**CHALLENGE**
Can you copy word for word the lines of the material beginning at the line that contains "Tag the tiled" and ending after the line that contains "172), (324, 141)]"?

**EXERCISE DATA**
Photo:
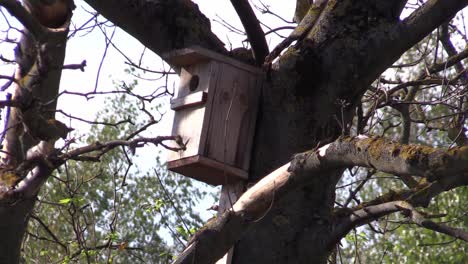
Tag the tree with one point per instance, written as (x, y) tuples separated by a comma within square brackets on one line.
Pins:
[(323, 90), (112, 211)]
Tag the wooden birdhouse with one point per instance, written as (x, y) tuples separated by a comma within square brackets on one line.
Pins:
[(215, 113)]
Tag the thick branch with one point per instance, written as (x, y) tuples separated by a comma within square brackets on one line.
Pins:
[(252, 27), (377, 153), (161, 26), (28, 21)]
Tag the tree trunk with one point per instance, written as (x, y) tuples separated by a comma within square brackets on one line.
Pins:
[(308, 100)]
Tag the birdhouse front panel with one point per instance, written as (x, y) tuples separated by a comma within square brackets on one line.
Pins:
[(215, 113)]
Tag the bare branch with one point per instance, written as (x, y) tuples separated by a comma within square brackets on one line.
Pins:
[(386, 156), (252, 27)]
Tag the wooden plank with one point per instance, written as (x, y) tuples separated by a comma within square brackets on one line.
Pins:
[(232, 122), (194, 99), (187, 124), (203, 73), (197, 54), (207, 170)]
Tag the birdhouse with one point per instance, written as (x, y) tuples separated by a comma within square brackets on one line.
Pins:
[(215, 113)]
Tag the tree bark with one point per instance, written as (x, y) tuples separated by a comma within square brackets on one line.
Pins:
[(308, 100)]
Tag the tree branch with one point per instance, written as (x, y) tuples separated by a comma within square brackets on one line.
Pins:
[(173, 24), (24, 17), (383, 155), (252, 27)]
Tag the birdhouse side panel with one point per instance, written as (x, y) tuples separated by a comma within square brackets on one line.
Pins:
[(194, 78), (188, 124), (232, 116), (249, 120)]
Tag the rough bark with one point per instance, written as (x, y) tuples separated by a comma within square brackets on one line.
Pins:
[(309, 99), (39, 55), (447, 169)]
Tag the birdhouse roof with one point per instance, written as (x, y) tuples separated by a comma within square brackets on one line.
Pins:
[(195, 55)]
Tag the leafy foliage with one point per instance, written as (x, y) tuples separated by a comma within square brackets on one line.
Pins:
[(111, 211)]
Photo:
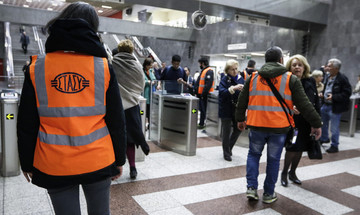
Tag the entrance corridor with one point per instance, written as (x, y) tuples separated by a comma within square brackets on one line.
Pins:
[(172, 184)]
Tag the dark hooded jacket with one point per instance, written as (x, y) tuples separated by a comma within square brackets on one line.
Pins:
[(299, 98), (76, 36)]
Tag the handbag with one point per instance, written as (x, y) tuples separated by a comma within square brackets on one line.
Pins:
[(292, 133), (315, 149)]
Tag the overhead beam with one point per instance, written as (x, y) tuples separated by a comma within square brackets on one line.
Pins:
[(30, 16)]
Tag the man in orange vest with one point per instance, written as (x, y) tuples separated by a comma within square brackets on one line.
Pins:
[(267, 120), (203, 86)]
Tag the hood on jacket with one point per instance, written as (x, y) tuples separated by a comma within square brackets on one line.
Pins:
[(74, 35), (272, 70)]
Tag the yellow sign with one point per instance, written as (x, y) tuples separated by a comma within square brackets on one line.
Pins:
[(9, 116)]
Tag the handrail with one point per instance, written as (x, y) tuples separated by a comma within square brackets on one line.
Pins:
[(9, 60), (39, 41)]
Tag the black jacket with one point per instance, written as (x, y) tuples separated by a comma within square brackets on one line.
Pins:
[(70, 35), (341, 92)]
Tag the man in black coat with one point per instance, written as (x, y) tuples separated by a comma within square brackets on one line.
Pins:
[(337, 92)]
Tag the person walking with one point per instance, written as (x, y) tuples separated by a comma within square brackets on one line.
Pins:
[(299, 67), (229, 88), (71, 124), (268, 122), (203, 86), (336, 100), (131, 81), (24, 40)]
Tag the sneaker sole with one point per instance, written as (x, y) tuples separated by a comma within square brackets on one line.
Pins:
[(269, 201), (252, 198)]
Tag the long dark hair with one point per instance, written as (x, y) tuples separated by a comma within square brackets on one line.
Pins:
[(80, 10)]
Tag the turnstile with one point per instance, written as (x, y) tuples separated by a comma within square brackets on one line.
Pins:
[(353, 113), (10, 164), (139, 154), (179, 124), (213, 122)]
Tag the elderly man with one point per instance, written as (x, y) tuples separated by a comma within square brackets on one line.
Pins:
[(268, 122), (337, 92)]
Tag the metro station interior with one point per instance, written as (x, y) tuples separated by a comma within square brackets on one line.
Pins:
[(185, 172)]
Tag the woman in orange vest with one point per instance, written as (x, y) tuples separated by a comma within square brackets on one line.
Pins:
[(71, 128)]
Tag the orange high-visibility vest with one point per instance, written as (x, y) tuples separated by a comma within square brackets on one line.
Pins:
[(264, 110), (70, 94), (202, 82)]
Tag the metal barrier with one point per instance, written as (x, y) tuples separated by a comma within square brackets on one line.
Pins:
[(139, 154), (178, 124), (10, 165), (213, 122), (353, 113)]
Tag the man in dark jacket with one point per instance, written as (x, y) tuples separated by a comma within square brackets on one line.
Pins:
[(337, 92), (267, 129), (24, 40), (203, 86)]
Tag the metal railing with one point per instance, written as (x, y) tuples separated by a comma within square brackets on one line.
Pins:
[(9, 60), (38, 40)]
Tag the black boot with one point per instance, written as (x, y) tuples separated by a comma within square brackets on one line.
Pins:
[(284, 181), (133, 172), (293, 178)]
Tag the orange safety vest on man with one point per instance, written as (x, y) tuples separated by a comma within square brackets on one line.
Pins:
[(202, 82), (70, 94), (264, 110)]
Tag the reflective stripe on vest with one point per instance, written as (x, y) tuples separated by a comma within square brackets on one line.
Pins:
[(202, 81), (70, 93), (264, 110)]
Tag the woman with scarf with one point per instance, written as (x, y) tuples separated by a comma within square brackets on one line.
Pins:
[(131, 83)]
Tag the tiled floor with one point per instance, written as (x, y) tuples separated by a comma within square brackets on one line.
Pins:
[(169, 183)]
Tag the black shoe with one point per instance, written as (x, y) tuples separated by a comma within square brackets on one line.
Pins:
[(284, 181), (293, 178), (228, 158), (332, 149), (133, 172), (324, 141)]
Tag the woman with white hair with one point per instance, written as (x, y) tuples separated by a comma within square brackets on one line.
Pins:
[(229, 89)]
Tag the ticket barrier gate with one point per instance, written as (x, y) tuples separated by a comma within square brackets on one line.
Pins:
[(10, 164), (139, 154), (179, 124), (213, 122), (354, 100)]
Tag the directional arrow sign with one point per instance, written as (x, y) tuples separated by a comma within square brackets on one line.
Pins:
[(9, 116)]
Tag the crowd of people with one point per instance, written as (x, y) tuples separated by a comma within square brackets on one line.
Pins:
[(80, 134)]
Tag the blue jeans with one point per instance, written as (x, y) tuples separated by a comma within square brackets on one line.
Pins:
[(326, 116), (275, 144)]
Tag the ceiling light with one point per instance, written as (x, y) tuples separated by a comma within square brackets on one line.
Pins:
[(230, 55), (258, 54)]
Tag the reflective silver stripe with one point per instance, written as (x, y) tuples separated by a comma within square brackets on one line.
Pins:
[(267, 108), (73, 141), (254, 92), (46, 111)]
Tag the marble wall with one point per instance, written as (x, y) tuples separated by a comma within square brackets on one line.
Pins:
[(340, 39)]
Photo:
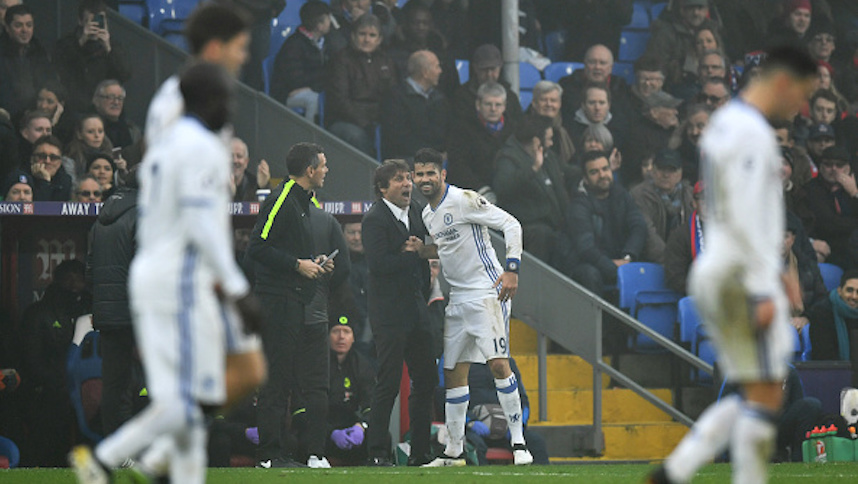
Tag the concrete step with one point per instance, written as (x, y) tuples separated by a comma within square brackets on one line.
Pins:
[(575, 407), (623, 442), (565, 372)]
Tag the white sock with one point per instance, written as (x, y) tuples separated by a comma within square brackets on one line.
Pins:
[(752, 444), (510, 401), (707, 438), (456, 410)]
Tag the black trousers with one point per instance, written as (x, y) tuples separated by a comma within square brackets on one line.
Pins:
[(393, 346), (121, 377), (284, 318)]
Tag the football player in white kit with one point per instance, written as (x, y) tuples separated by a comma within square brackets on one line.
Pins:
[(476, 324), (739, 283), (184, 283)]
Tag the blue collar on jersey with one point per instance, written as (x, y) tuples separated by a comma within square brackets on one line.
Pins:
[(446, 190)]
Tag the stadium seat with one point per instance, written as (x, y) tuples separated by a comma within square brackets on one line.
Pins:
[(83, 368), (463, 68), (555, 45), (528, 75), (558, 70), (640, 17), (831, 275), (632, 45)]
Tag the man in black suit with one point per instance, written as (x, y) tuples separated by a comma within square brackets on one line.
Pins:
[(393, 234)]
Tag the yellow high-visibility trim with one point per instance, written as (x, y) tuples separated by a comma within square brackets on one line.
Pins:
[(276, 208)]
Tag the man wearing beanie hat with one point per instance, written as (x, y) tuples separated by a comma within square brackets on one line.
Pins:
[(17, 187)]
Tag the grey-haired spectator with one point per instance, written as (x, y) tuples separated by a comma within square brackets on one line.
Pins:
[(360, 77), (51, 183), (485, 66), (476, 138), (87, 189), (299, 72), (673, 36), (24, 63), (17, 187), (89, 55), (416, 114)]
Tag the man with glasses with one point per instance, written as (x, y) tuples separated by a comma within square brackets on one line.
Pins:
[(51, 182), (833, 198)]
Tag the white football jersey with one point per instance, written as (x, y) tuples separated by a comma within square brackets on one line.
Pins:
[(184, 229), (459, 226), (741, 165)]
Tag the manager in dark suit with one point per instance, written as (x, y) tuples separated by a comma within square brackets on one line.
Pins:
[(393, 234)]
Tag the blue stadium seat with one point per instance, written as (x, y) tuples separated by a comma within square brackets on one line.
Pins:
[(463, 68), (555, 45), (83, 368), (528, 75), (632, 45), (640, 17), (831, 275), (558, 70)]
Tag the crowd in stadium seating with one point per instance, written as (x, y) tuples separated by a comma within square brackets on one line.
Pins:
[(601, 165)]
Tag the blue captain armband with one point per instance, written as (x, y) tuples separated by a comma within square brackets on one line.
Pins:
[(512, 265)]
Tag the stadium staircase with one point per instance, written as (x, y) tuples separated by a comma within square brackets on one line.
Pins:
[(634, 429)]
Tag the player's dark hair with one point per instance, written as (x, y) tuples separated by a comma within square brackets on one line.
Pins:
[(212, 21), (312, 13), (794, 60), (386, 171), (589, 156), (302, 156), (534, 126), (14, 10), (428, 156)]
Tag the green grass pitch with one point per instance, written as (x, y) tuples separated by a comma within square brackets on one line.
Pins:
[(589, 474)]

**RESPONSE FOR THIS EXERCISE**
Tag the tiled floor with one point per instance, written as (x, y) tuples separated by a comma within square brackets on one line.
Pins:
[(169, 183)]
Tag the black shoe with one point per instance, written as (x, y) tuples separated by a comma within square brackets on one line.
Pins:
[(284, 181), (293, 178), (228, 158), (332, 149), (133, 172), (324, 141)]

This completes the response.